====== Текст для чтения ======
Таков был успех первого капитального произведения Смита. Сообщая о намерении Тоунсенда, Юм не рассчитывал, чтобы из этого могло выйти что-либо. Нужно было предложить особенно выгодные условия, чтобы профессор, и притом профессор, пользующийся прекрасной репутацией, предпочел положение частного учителя. Поэтому Юм хотел устроить дело иначе; он хотел посоветовать отправить молодого герцога в Глазго, но упустил случай сделать это. Однако года четыре спустя Тоунсенд действительно обратился к Смиту и предложил настолько выгодные условия, что профессор согласился оставить кафедру и отправиться с молодым герцогом в заграничное путешествие. Глазгосский университет не представлял из себя укрепленной цитадели средневековых воззрений, и поэтому он не только терпел таких профессоров, как Смит, но и сожалел об уходе их. Сделав постановление об открывшейся вакантной кафедре, университет, как записано в его протоколах, “не мог удержаться от выражения искреннего сожаления по поводу ухода доктора Смита, известная честность которого и прекрасные душевные качества завоевали ему любовь и уважение со стороны его товарищей по профессии, необычайный гений которого, великие способности и громадная начитанность делали такую честь всему университету. Его изящная и остроумная “Теория нравственных чувств” доставили ему известность и почет в глазах писателей и понимающих людей повсюду в Европе. Его счастливый талант пояснять отвлеченные вопросы конкретными примерами и никогда не изменявшая ему настойчивость в сообщении полезных знаний отличали его как профессора и вместе с тем доставляли великое наслаждение и громадную пользу в образовательном отношении его молодым слушателям”. Подобную аттестацию профессора, несвободные от завистливых чувств, как и все простые смертные, нечасто выдают своему коллеге. Не забудьте, что это – не надгробная эпитафия, в которой можно свободно расточать хвалу, так как никто не опасается соперничества со стороны мертвеца, а протокол по поводу ухода человека, полного еще жизненных сил и полного надежд на будущее. Честь и слава университетам, умеющим ценить своих выдающихся людей; их ведь немного бывает и среди профессоров!..
======
◆ **Задание**:
Процитируйте полностью текст об уходе Смита из университета в Глазго, не внося в него никаких изменений. Записи, приведенные после текста, к этому отношения не имеют.
====== Записи ======
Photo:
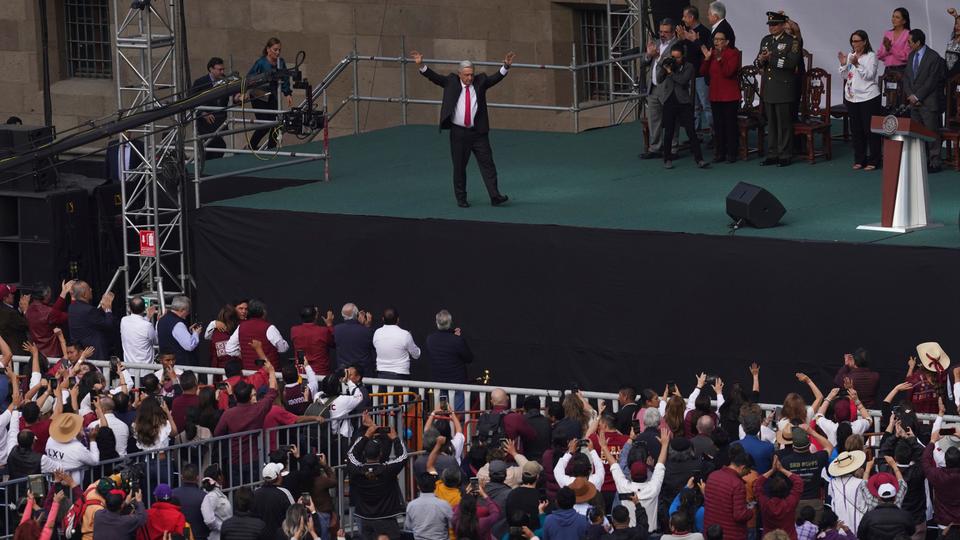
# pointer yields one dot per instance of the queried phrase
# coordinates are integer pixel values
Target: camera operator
(117, 523)
(270, 501)
(677, 77)
(374, 489)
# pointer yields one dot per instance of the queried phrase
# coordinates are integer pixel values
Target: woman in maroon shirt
(224, 327)
(722, 65)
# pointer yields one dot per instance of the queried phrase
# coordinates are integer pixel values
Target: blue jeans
(459, 399)
(322, 524)
(392, 375)
(702, 114)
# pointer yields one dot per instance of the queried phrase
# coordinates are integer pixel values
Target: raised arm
(6, 355)
(834, 392)
(817, 394)
(62, 340)
(434, 454)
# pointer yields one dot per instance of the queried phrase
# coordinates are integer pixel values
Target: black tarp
(546, 305)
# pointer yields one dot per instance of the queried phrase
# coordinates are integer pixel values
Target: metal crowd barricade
(476, 396)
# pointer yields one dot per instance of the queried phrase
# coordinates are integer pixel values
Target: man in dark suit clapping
(209, 122)
(464, 113)
(923, 84)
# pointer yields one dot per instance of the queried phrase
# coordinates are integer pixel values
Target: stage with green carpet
(601, 268)
(592, 179)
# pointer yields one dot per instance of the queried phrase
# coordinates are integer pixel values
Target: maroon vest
(251, 329)
(218, 349)
(294, 401)
(41, 331)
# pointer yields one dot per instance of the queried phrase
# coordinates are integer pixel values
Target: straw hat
(847, 462)
(64, 427)
(583, 489)
(933, 357)
(785, 436)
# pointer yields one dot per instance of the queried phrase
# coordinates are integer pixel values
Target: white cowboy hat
(933, 357)
(846, 463)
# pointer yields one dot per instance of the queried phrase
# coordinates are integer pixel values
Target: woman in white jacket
(216, 507)
(647, 492)
(861, 94)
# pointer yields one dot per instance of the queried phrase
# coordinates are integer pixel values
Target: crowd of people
(695, 83)
(708, 464)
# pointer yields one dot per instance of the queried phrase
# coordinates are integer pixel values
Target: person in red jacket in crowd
(725, 496)
(314, 339)
(944, 483)
(722, 65)
(234, 376)
(43, 318)
(257, 328)
(778, 502)
(219, 332)
(164, 517)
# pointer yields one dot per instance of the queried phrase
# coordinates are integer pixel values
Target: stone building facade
(540, 31)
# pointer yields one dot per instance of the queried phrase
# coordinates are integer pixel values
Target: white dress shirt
(138, 337)
(71, 456)
(395, 348)
(829, 428)
(458, 112)
(342, 406)
(653, 69)
(860, 81)
(121, 431)
(648, 492)
(273, 336)
(596, 477)
(187, 339)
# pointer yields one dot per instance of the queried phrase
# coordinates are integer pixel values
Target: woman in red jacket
(779, 496)
(722, 65)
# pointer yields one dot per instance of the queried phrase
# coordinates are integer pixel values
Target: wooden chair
(750, 116)
(891, 88)
(951, 131)
(815, 114)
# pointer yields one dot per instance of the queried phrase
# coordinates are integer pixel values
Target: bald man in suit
(464, 112)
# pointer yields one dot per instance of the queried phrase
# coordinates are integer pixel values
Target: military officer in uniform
(778, 58)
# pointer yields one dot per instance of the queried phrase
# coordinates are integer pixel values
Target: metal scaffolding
(625, 23)
(148, 72)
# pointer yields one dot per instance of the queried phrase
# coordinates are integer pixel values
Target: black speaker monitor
(754, 206)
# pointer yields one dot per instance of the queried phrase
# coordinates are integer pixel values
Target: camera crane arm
(152, 115)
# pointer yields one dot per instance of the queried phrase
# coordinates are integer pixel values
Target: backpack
(638, 452)
(490, 429)
(322, 408)
(73, 521)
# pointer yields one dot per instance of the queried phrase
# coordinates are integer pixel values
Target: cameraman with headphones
(374, 489)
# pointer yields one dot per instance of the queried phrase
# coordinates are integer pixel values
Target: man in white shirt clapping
(395, 347)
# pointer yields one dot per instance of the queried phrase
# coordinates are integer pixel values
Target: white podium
(905, 198)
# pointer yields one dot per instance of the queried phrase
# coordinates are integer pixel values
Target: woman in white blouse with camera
(861, 93)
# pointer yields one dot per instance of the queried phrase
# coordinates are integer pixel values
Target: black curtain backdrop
(544, 306)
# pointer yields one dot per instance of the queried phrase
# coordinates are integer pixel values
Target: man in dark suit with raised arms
(464, 113)
(923, 84)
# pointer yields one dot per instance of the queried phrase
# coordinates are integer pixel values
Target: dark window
(595, 47)
(87, 30)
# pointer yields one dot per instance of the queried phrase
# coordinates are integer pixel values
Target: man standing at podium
(923, 85)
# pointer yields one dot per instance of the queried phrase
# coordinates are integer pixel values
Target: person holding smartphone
(175, 335)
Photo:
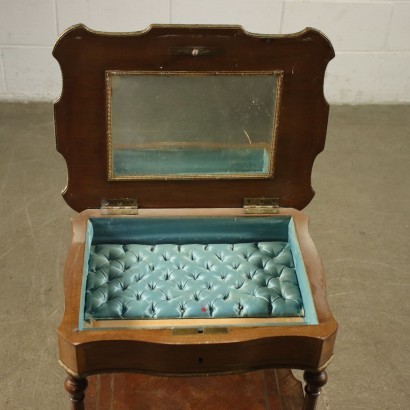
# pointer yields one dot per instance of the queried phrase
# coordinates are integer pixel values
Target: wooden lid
(97, 68)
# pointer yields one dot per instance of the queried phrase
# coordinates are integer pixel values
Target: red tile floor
(269, 389)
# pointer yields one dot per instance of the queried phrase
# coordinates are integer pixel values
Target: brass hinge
(261, 206)
(123, 206)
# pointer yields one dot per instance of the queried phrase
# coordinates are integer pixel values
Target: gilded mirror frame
(109, 74)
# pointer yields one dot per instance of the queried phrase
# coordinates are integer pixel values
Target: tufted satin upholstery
(192, 281)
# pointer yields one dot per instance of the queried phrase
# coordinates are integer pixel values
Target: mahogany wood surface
(162, 352)
(261, 390)
(81, 112)
(81, 132)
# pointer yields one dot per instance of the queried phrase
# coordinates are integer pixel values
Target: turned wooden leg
(314, 382)
(75, 388)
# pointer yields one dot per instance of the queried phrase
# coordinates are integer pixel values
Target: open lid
(190, 116)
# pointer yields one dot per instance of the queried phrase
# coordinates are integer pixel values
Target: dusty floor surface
(359, 222)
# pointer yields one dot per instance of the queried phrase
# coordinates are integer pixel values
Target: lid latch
(122, 206)
(261, 206)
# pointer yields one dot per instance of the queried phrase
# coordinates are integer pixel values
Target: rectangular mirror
(173, 125)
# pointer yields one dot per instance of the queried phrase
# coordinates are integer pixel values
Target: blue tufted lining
(190, 161)
(156, 280)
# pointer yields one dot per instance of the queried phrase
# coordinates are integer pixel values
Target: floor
(359, 222)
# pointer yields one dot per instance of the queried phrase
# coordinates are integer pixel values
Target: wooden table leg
(76, 388)
(315, 380)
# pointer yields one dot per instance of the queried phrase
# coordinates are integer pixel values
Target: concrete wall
(371, 38)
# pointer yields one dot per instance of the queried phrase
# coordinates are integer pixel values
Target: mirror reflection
(198, 125)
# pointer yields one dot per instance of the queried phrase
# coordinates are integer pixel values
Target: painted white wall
(371, 38)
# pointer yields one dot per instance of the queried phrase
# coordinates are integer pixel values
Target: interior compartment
(202, 270)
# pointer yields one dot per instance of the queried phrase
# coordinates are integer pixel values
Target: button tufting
(172, 281)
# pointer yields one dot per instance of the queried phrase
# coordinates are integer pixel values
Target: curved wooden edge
(81, 125)
(75, 29)
(307, 346)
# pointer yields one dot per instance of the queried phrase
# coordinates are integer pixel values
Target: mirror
(176, 125)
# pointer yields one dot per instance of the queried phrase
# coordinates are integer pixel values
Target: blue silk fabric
(162, 281)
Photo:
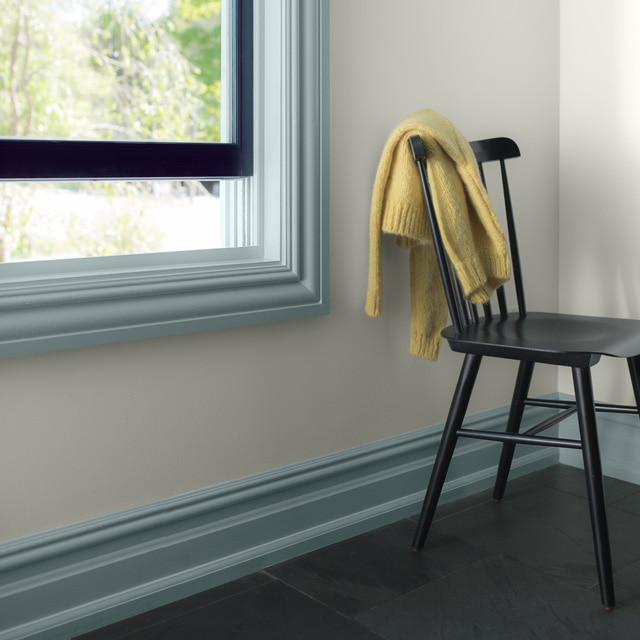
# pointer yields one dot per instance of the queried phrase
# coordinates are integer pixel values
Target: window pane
(144, 70)
(42, 221)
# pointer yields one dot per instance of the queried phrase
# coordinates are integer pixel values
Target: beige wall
(93, 431)
(600, 171)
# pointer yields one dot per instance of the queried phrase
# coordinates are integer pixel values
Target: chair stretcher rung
(550, 422)
(603, 407)
(520, 438)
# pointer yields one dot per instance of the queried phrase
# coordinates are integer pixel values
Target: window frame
(105, 300)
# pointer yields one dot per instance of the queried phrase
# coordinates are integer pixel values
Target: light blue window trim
(52, 305)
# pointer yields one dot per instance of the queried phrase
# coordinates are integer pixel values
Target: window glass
(112, 70)
(115, 70)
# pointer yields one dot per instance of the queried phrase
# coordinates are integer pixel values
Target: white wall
(600, 170)
(92, 431)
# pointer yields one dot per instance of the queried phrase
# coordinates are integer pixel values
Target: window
(49, 305)
(112, 90)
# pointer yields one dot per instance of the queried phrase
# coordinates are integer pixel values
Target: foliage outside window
(277, 267)
(123, 70)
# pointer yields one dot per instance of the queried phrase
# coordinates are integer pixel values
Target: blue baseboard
(619, 436)
(64, 582)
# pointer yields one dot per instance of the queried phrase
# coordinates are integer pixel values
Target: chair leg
(523, 382)
(457, 411)
(634, 371)
(595, 489)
======
◆ **Решение задания**:
Таков был успех первого капитального произведения Смита. Сообщая о намерении Тоунсенда, Юм не рассчитывал, чтобы из этого могло выйти что-либо. Нужно было предложить особенно выгодные условия, чтобы профессор, и притом профессор, пользующийся прекрасной репутацией, предпочел положение частного учителя. Поэтому Юм хотел устроить дело иначе; он хотел посоветовать отправить молодого герцога в Глазго, но упустил случай сделать это. Однако года четыре спустя Тоунсенд действительно обратился к Смиту и предложил настолько выгодные условия, что профессор согласился оставить кафедру и отправиться с молодым герцогом в заграничное путешествие. Глазгосский университет не представлял из себя укрепленной цитадели средневековых воззрений, и поэтому он не только терпел таких профессоров, как Смит, но и сожалел об уходе их. Сделав постановление об открывшейся вакантной кафедре, университет, как записано в его протоколах, “не мог удержаться от выражения искреннего сожаления по поводу ухода доктора Смита, известная честность которого и прекрасные душевные качества завоевали ему любовь и уважение со стороны его товарищей по профессии, необычайный гений которого, великие способности и громадная начитанность делали такую честь всему университету. Его изящная и остроумная “Теория нравственных чувств” доставили ему известность и почет в глазах писателей и понимающих людей повсюду в Европе. Его счастливый талант пояснять отвлеченные вопросы конкретными примерами и никогда не изменявшая ему настойчивость в сообщении полезных знаний отличали его как профессора и вместе с тем доставляли великое наслаждение и громадную пользу в образовательном отношении его молодым слушателям”. Подобную аттестацию профессора, несвободные от завистливых чувств, как и все простые смертные, нечасто выдают своему коллеге. Не забудьте, что это – не надгробная эпитафия, в которой можно свободно расточать хвалу, так как никто не опасается соперничества со стороны мертвеца, а протокол по поводу ухода человека, полного еще жизненных сил и полного надежд на будущее. Честь и слава университетам, умеющим ценить своих выдающихся людей; их ведь немного бывает и среди профессоров!..